┌────────
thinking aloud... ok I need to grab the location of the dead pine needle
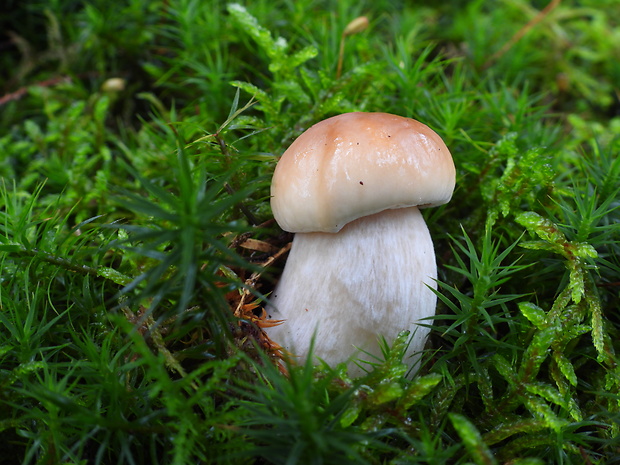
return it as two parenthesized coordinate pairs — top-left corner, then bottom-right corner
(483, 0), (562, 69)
└────────
┌────────
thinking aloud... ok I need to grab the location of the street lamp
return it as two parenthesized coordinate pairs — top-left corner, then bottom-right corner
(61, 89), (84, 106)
└────────
┌────────
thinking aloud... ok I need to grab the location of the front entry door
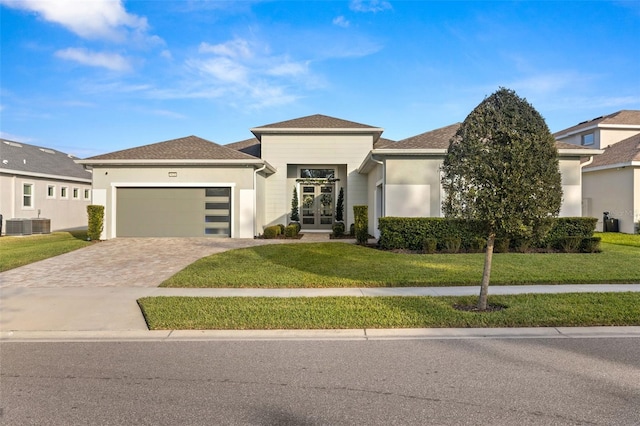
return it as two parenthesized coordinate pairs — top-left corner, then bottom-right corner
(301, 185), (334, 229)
└────────
Assignment> Please report every line of the listing that contains the string "need".

Task solution>
thinking aloud... ok I need to grab the location of the dead pine needle
thinking aloud... ok I need to grab the location of the street lamp
thinking aloud... ok I need to grab the location of the front entry door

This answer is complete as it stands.